Boundary annotation records

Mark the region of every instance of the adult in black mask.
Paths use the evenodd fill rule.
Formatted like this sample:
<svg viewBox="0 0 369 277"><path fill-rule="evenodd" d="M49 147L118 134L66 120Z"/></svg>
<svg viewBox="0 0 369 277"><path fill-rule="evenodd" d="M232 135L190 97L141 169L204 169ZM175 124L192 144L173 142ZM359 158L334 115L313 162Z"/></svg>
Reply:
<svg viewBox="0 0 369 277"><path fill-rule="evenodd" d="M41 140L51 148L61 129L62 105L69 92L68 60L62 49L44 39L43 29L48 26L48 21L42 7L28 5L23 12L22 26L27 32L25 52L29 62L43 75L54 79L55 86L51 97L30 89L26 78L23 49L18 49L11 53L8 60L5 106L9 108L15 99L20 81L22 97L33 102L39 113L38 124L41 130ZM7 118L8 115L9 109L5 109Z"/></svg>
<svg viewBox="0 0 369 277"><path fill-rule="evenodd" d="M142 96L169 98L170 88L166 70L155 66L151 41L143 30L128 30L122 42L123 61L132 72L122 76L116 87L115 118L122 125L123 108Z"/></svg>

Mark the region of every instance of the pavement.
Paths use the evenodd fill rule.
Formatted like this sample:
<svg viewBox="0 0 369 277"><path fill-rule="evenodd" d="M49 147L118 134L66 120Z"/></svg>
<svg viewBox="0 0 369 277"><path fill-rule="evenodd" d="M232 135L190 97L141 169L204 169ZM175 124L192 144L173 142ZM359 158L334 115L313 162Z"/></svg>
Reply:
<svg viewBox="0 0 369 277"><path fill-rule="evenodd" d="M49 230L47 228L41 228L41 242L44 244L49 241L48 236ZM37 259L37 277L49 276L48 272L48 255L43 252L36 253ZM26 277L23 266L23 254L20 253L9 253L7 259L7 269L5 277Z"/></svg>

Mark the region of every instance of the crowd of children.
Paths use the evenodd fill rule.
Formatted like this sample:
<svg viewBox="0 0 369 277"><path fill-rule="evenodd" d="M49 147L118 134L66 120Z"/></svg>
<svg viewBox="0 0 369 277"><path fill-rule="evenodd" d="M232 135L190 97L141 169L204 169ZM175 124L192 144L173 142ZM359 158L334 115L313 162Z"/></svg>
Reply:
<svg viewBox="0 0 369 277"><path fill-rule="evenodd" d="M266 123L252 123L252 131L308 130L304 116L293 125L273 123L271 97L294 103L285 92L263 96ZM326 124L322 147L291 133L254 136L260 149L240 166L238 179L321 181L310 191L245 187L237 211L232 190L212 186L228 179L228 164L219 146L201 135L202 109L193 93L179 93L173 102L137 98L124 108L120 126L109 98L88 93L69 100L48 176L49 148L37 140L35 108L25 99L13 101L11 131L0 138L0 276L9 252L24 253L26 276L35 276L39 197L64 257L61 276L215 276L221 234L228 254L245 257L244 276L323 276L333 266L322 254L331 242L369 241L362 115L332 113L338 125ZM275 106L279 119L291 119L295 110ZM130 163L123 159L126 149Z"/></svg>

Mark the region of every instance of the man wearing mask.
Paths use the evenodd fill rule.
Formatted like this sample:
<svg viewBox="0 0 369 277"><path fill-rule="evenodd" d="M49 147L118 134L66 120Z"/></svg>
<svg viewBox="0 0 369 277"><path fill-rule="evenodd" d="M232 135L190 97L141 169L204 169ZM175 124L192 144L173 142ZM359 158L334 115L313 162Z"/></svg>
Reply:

PROBLEM DESCRIPTION = Copy word for word the lines between the one holding "Mark the region of every instance of the pavement." and the one holding "230L47 228L41 228L41", inclusive.

SOLUTION FOR THIS TASK =
Mark the region of every instance of the pavement.
Paths use the evenodd fill rule.
Formatted like this sample:
<svg viewBox="0 0 369 277"><path fill-rule="evenodd" d="M49 147L118 134L66 120Z"/></svg>
<svg viewBox="0 0 369 277"><path fill-rule="evenodd" d="M232 135L190 97L141 169L204 169ZM175 124L192 144L173 142ZM359 158L334 115L313 162Z"/></svg>
Reply:
<svg viewBox="0 0 369 277"><path fill-rule="evenodd" d="M49 230L47 228L41 228L41 242L44 244L49 241L48 236ZM37 259L37 277L49 276L48 272L48 255L43 252L36 253ZM26 277L23 266L23 254L20 253L9 253L7 259L7 269L5 277Z"/></svg>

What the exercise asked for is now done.